Die Kinder vom Bullenhuser Damm

Dem Schriftsteller Günther Schwarberg zum 80. Beispielhafte Vergangenheitsbewältigung in einem konkreten Fall

Auf dem Roten Sofa im Movimento des Hamburger Gewerkschaftshauses sitzt ein Mörder, freut sich seines nunmehr 80-jährigen Lebens und erzählt. Mörder war er nur reichlich kurz - und nur für die Polizei. Sie hatte ihn, den damals 25-jährigen Journalisten, unter der Beschuldigung festgesetzt, seinen ehemaligen Chefredakteur mit einem Sprengstoffpäckchen umgebracht zu haben. Ein Kollege hatte Günther Schwarberg als "im kommunistischen Fahrwasser" schwimmend denunziert, den ein "ausgesprochener Hass" gegen den Chefredakteur, einen ehemaligen SA-Mann, umtreibe. Tatsächlich aber hatten drei Kollegen von Schwarberg den wahren Halacz-Mörder bald überführt.

Das war der Auftakt eines langen Autorenlebens. Heute heißt es in der Einladung des gewerkschaftlichen Kulturvereins zur Lesung mit Schwarberg: "Durch seinen Einsatz gelingt eine beispielhafte Vergangenheitsbewältigung in einem konkreten Fall." Ja, er hat mit einer Serie im Stern und dem Buch Der SS-Arzt und die Kinder vom Bullenhuser Damm ein beispielloses Verbrechen aufgedeckt. Am 20. April 1945 ließ dort der SS-Obersturmführer Arnold Strippel 20 jüdische Kinder an Fleischerhaken aufhängen - zuvor waren sie in Auschwitz mit medizinischen Experimenten gequält worden.

Schwarberg hat dafür gesorgt, dass die Namen der Kinder nicht vergessen sind, und ihre Angehörigen in aller Welt aufgespürt, um mit ihnen die Vereinigung Kinder vom Bullenhuser Damm zu gründen. Doch die für die Bundesrepublik so "beispielhafte Vergangenheitsbewältigung" gelang nicht Günther Schwarberg allein - sie gelang besonders dem Hamburger Staatsanwalt Helmuth Münzberg. Er stellte das Verfahren gegen Strippel mit der falschen Begründung ein, alle Tatzeugen seien tot. Darüber hinaus kam er zu der Erkenntnis, es fehle das "Mordmerkmal der Grausamkeit", den jüdischen Kindern sei "über die Wegnahme ihres Lebens hinaus kein weiteres Übel zugefügt worden". Diese Bewältigung der Vergangenheit fand ihre Vollendung, als Münzberg 1990 zum "Aufbau einer rechtsstaatlichen Justiz in Mecklenburg-Vorpommern" delegiert wurde - als Stellvertretender Generalstaatsanwalt.

----

• Zu bearbeitende Aufgaben:
- A) Wiederholen Sie aus dem Artikel über Günther Schwarberg den Abschnitt zwischen „Dem Schriftsteller Günther“ und „Halacz-Mörder bald überführt.“, beide eingeschlossen, ohne jede Abweichung.
- B) An welchem Tag ließ Arnold Strippel laut dem Artikel über Günther Schwarberg die 20 jüdischen Kinder aufhängen?
Die anschließenden Einträge spielen hierbei keine Rolle.

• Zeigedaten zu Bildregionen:
----

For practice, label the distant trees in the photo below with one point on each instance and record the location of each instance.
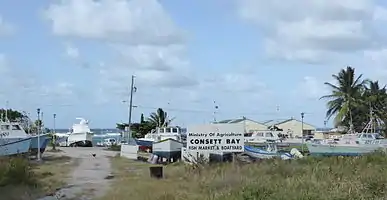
(352, 100)
(159, 118)
(24, 120)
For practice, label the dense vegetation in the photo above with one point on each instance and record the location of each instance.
(329, 178)
(159, 118)
(353, 98)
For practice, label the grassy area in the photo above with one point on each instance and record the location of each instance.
(311, 178)
(20, 179)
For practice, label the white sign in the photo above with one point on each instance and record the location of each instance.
(216, 137)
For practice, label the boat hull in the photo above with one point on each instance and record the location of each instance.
(168, 148)
(80, 140)
(44, 140)
(262, 154)
(144, 143)
(340, 150)
(13, 146)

----

• Lösungen der Aufgaben:
- A)
Dem Schriftsteller Günther Schwarberg zum 80. Beispielhafte Vergangenheitsbewältigung in einem konkreten Fall

Auf dem Roten Sofa im Movimento des Hamburger Gewerkschaftshauses sitzt ein Mörder, freut sich seines nunmehr 80-jährigen Lebens und erzählt. Mörder war er nur reichlich kurz - und nur für die Polizei. Sie hatte ihn, den damals 25-jährigen Journalisten, unter der Beschuldigung festgesetzt, seinen ehemaligen Chefredakteur mit einem Sprengstoffpäckchen umgebracht zu haben. Ein Kollege hatte Günther Schwarberg als "im kommunistischen Fahrwasser" schwimmend denunziert, den ein "ausgesprochener Hass" gegen den Chefredakteur, einen ehemaligen SA-Mann, umtreibe. Tatsächlich aber hatten drei Kollegen von Schwarberg den wahren Halacz-Mörder bald überführt.

- B) Am 20. April 1945.